- WORK TO DO
The line containing "Point out the yellow" marks the start; return it and every line after it in the listing below, exactly, through the last.

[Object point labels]

--- start ---

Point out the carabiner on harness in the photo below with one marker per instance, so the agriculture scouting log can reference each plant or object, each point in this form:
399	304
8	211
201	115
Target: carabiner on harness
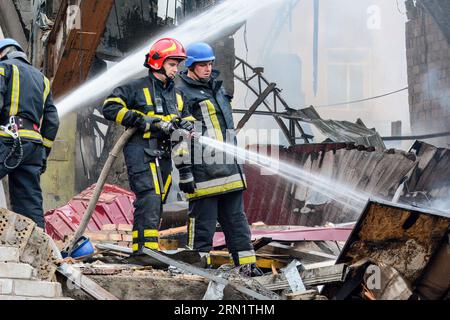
12	130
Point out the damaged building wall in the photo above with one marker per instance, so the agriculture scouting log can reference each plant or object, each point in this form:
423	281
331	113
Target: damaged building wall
428	58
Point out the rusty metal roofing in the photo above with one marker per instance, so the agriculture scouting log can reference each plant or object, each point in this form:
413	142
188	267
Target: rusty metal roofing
429	183
402	237
276	201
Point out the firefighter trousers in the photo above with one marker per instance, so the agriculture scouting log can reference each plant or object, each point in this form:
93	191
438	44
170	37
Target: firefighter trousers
25	192
150	180
228	210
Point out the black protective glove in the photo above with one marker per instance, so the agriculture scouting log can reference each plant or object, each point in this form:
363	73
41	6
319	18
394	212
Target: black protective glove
187	183
44	165
44	159
147	123
166	127
186	125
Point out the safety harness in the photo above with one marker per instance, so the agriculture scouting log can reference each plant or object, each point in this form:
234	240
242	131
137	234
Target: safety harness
12	130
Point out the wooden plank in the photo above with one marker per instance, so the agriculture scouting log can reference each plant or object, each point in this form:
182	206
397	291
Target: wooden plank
172	231
191	269
109	227
85	283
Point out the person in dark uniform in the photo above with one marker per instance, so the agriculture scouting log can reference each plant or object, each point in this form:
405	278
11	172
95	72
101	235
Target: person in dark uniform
29	124
214	188
152	105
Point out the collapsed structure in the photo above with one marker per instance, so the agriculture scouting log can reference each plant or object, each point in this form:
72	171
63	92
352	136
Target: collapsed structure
302	238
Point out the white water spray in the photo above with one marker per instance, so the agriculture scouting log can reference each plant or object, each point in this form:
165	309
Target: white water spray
208	25
330	188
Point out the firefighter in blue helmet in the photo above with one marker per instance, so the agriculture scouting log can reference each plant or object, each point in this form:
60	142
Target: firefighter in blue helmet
29	124
150	104
214	188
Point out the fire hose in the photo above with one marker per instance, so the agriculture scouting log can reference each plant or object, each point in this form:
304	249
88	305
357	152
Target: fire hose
118	147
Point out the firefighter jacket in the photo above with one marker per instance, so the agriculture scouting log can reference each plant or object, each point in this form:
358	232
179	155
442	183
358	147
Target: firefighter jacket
144	97
25	93
213	173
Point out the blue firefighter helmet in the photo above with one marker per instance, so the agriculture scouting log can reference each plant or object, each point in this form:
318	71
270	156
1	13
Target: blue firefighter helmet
7	42
199	52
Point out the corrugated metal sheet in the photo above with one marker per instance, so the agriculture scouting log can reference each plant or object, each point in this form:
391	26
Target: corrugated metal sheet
115	205
276	201
429	183
343	131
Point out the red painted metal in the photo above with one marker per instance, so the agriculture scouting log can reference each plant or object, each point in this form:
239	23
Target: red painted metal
295	234
115	205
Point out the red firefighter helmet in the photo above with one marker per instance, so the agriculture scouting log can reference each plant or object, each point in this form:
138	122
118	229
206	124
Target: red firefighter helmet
163	49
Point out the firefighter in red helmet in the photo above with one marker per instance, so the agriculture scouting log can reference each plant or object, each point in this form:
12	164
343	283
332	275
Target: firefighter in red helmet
151	104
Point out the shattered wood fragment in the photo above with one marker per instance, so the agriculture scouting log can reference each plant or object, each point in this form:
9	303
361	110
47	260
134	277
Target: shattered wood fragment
172	231
307	295
125	227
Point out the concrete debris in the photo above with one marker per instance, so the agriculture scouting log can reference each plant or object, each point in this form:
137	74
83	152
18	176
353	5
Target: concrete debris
28	261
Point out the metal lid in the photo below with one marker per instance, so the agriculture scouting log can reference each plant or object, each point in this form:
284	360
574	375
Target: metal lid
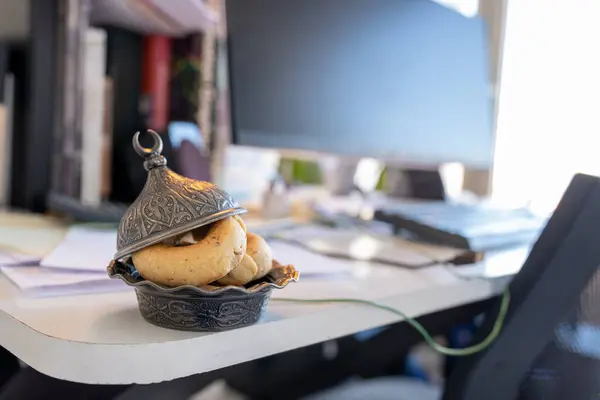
169	204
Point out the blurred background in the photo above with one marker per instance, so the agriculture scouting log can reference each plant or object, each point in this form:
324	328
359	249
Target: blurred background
327	110
80	77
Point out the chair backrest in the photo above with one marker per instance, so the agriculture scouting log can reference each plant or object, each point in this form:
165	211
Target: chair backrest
540	353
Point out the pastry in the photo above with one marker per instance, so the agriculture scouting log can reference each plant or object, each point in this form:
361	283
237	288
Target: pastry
242	274
260	251
202	257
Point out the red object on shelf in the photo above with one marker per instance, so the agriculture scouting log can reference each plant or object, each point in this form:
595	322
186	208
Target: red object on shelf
156	76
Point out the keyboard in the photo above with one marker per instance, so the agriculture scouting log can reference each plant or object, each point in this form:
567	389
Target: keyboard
472	227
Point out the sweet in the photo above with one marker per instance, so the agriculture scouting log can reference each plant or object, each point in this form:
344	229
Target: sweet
222	253
217	250
260	251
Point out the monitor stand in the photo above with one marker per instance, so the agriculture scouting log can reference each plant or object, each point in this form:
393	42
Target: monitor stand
414	184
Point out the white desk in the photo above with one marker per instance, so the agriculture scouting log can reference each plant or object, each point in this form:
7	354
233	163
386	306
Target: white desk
103	339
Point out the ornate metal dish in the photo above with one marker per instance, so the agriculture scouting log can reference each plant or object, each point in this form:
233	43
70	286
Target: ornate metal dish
207	309
169	204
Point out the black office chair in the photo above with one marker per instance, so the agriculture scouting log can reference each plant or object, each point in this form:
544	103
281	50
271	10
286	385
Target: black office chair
549	347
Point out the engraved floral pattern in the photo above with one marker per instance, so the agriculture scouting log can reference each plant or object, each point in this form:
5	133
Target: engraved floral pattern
169	201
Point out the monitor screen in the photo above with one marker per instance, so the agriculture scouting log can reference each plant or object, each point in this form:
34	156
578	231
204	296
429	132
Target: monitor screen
405	81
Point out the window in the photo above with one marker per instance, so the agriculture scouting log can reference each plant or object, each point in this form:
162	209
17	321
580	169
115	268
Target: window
548	125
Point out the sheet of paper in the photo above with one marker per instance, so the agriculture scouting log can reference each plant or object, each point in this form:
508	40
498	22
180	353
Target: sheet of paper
13	259
363	245
39	281
31	234
307	262
84	248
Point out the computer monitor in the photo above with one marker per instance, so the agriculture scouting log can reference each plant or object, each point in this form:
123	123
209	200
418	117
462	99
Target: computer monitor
404	81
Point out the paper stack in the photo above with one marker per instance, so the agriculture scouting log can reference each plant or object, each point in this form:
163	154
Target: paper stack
76	265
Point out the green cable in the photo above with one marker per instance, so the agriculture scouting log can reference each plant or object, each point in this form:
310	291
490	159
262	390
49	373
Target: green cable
435	346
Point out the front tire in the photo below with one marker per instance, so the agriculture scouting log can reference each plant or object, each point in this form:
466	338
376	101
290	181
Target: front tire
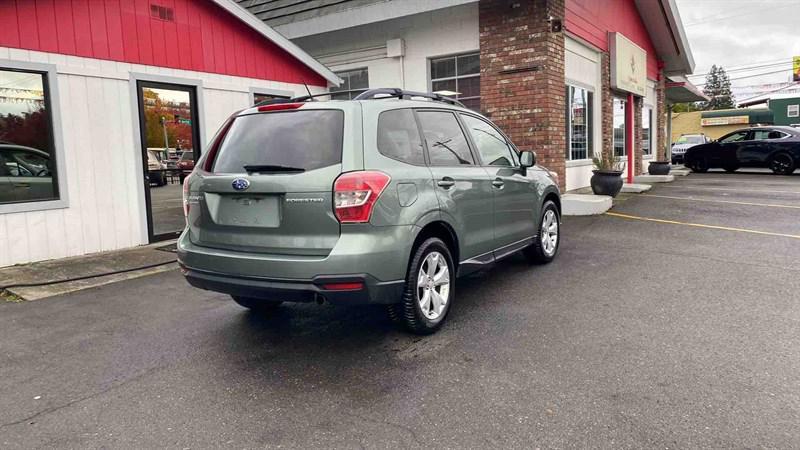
545	244
256	304
429	289
782	164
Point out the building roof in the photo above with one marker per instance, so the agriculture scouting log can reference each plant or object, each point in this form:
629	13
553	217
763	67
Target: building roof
663	23
268	32
680	90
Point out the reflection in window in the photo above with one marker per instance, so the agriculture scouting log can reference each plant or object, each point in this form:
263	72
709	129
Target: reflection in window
620	146
579	123
27	156
354	80
459	74
647	118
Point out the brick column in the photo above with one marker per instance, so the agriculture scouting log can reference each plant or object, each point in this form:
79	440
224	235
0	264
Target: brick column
662	140
522	76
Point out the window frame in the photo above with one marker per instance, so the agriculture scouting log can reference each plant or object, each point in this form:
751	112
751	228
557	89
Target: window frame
649	152
589	125
476	161
52	104
625	143
345	71
455	56
474	146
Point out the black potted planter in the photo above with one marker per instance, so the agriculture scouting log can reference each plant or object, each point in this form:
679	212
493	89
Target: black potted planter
658	168
606	182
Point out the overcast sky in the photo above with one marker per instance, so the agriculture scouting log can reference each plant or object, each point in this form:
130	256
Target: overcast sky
743	33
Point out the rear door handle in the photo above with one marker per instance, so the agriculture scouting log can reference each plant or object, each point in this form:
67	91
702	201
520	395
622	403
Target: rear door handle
446	182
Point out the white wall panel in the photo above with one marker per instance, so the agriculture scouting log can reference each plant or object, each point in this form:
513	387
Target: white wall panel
105	198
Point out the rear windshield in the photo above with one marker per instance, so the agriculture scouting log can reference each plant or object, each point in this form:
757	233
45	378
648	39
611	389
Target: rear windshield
306	140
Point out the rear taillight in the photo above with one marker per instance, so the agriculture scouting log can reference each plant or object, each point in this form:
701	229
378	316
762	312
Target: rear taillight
355	194
186	198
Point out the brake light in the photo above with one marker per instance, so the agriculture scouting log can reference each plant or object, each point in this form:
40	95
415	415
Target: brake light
355	194
279	107
186	199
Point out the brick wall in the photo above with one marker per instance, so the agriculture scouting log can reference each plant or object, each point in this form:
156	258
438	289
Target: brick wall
522	76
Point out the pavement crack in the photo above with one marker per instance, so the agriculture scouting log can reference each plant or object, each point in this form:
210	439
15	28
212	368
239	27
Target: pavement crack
53	409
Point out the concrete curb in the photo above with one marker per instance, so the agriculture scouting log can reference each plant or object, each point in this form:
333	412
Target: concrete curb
584	204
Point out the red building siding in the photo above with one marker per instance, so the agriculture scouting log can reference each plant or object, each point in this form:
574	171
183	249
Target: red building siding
202	37
591	20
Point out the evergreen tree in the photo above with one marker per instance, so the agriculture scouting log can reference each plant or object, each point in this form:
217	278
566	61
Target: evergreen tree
718	90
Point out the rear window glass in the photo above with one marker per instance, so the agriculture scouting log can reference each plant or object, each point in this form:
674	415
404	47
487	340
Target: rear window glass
307	140
398	136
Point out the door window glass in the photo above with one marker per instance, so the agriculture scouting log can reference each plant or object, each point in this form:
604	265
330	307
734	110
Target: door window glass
492	146
735	137
26	146
398	136
446	143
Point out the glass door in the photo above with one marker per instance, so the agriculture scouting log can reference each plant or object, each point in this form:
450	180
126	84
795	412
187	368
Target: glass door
170	145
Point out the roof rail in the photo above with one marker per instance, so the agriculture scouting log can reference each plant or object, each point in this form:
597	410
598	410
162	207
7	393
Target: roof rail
403	94
372	94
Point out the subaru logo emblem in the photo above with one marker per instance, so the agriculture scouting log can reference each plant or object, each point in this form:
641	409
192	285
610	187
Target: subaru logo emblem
240	184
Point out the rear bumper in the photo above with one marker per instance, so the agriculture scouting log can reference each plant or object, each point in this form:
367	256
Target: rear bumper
361	289
376	257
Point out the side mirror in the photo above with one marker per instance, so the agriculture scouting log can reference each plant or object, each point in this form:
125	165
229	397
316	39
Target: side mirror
527	159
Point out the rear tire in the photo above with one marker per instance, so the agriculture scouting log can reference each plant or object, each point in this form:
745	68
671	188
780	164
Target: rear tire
545	244
256	304
782	164
429	289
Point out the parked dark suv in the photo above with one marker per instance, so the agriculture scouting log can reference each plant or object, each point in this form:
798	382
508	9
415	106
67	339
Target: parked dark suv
383	199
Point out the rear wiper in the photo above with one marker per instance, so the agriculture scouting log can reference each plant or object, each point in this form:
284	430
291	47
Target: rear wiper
272	168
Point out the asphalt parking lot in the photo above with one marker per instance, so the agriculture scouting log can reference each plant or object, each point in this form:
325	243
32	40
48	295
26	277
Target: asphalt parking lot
674	323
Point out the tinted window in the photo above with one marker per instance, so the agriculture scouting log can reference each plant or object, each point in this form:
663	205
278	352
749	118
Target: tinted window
398	136
492	146
306	139
735	137
26	148
447	145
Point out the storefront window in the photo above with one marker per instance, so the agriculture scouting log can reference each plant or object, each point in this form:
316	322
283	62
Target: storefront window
620	146
647	139
579	123
258	98
460	74
357	80
27	154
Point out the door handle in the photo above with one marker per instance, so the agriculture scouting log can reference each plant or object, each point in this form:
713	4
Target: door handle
446	182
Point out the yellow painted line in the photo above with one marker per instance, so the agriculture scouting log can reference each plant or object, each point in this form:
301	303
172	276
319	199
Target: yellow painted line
700	225
700	186
722	201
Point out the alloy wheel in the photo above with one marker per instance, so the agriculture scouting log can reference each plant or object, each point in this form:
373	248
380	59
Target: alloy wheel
433	285
549	233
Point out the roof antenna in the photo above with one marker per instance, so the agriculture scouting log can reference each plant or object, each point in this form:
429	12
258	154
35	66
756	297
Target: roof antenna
309	91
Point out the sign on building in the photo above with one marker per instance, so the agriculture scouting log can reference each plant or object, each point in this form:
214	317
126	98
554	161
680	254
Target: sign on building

--- end ---

- THE RESULT
Point out the yellow painted line in the photo above with one marker per instance, so the agriculture scouting log can reference each plant or object, each point in this form:
301	303
172	276
319	199
Target: yellow painted line
700	225
700	186
722	201
Point out the alloy wheel in the photo above with one marker per instance, so the agriculture scouting log can reference each plant or object, each point in this form:
373	248
380	59
Target: alloy wheel
433	285
549	233
Point out the roof antenna in the photo above with one marker per instance, so the agriculture scouting log can reference each plant or object, each point in this form:
429	12
258	154
35	66
756	297
Target: roof antenna
309	91
Point out the sign on building in the photo above with one marker per instance, so the agriculture scouting log can reference each plant or object, each point in this form:
214	317
126	98
554	161
680	254
Target: sign on building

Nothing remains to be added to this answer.